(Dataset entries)
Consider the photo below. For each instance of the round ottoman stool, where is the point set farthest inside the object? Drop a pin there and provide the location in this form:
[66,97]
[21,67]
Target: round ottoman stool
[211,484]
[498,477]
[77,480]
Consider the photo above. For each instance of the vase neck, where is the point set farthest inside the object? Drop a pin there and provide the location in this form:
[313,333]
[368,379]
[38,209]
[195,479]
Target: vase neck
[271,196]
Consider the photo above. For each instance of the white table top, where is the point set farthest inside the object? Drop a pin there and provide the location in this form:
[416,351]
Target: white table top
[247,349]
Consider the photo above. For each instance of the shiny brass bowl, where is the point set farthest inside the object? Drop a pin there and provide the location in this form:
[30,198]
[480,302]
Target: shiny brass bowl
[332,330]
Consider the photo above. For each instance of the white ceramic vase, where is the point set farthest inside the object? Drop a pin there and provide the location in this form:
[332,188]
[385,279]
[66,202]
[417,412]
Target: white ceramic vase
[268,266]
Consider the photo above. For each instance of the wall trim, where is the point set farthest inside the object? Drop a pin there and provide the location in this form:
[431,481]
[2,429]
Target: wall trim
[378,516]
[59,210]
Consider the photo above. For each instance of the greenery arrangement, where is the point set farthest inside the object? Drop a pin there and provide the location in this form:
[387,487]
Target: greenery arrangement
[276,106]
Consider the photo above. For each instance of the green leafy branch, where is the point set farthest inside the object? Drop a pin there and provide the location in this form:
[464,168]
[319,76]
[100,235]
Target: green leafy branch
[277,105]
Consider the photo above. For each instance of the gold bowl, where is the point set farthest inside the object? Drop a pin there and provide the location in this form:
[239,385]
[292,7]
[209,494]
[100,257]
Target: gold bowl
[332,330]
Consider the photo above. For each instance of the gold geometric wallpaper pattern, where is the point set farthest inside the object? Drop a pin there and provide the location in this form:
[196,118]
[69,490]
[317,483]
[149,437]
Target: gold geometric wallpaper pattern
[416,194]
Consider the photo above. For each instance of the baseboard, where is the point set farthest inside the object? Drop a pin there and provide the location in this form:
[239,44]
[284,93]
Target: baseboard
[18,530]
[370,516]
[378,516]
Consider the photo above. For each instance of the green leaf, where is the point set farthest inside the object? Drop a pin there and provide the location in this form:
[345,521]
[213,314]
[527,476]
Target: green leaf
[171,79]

[BRIEF] All of the data should be retyped exactly.

[RESULT]
Consider the photo below. For each instance of the round ottoman stool, where is the point set farthest inside the object? Drop a pin there and provide the location in this form:
[66,97]
[21,67]
Target: round ottoman stool
[211,484]
[498,477]
[77,480]
Consider the photo above. For each instance of the vase neck, where is the point set farthest inside the object? Drop a pin there and provide the location in this form:
[313,333]
[368,379]
[38,209]
[195,479]
Target: vase neck
[271,196]
Consider the photo above. For each instance of the white table top, where is the point set farthest inside the object? Drop a pin there and provide the location in this form:
[416,351]
Target: white table top
[247,349]
Consider the photo above. For each instance of the shiny brass bowl, where is the point set farthest inside the object? Drop a pin there and provide the location in this form:
[30,198]
[480,302]
Target: shiny brass bowl
[332,330]
Consider the photo above. For each instance of the white ceramic vase, where is the point set farthest inside the object? Drop a pin there and provide the location in this form:
[332,188]
[385,279]
[66,202]
[417,412]
Target: white ceramic vase
[268,266]
Consider the photo above. For each instance of the wall trim, where is the point set farthest inside the object? Drop a pin there and provide the location in this form:
[431,481]
[2,429]
Target: wall trim
[378,516]
[59,210]
Consider the photo above. For each instance of the greenery arrangement, where is the point set farthest inside the object? Drop a pin there and provide the location in this form:
[387,487]
Target: greenery arrangement
[276,106]
Consider the photo above. For each instance of the green leafy branch, where is the point set farthest inside the object? Drop a pin there and provide the location in this form:
[464,168]
[319,76]
[100,235]
Target: green leafy branch
[277,105]
Consider the photo above. For each instance of the gold bowl, where is the point set farthest inside the object? Drop a pin there and provide the location in this form:
[239,385]
[292,7]
[209,494]
[100,257]
Target: gold bowl
[332,330]
Consider the photo above. For each instance of the gold geometric wallpaper pattern, where is the point set farthest inside the object? Drop a pin there and provide the location in this form:
[196,118]
[69,490]
[317,483]
[149,437]
Target: gold geometric wallpaper pattern
[416,194]
Consider the photo above. For each instance of the baseboard, where is the point set farthest inside the object? Drop a pin there and provide the location in this form:
[239,44]
[284,93]
Target: baseboard
[18,530]
[370,516]
[378,516]
Consider the photo above. For each instance of the green leaf, where is the point set farthest inside the object? Drop a pin there and provide the location in this form:
[345,521]
[213,314]
[527,476]
Target: green leaf
[171,79]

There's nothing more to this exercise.